▶ WHAT TO DO
Write out every one of the rows below word for word, changing nothing.

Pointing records
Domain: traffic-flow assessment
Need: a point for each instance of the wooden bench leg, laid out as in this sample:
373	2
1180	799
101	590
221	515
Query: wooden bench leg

▶ RESPONSE FOR THIS EXERCISE
Domain: traffic-flow assessment
Need: a point for each instance of the wooden bench leg, laid out as in this sample:
373	2
1180	799
101	590
221	515
Query: wooden bench leg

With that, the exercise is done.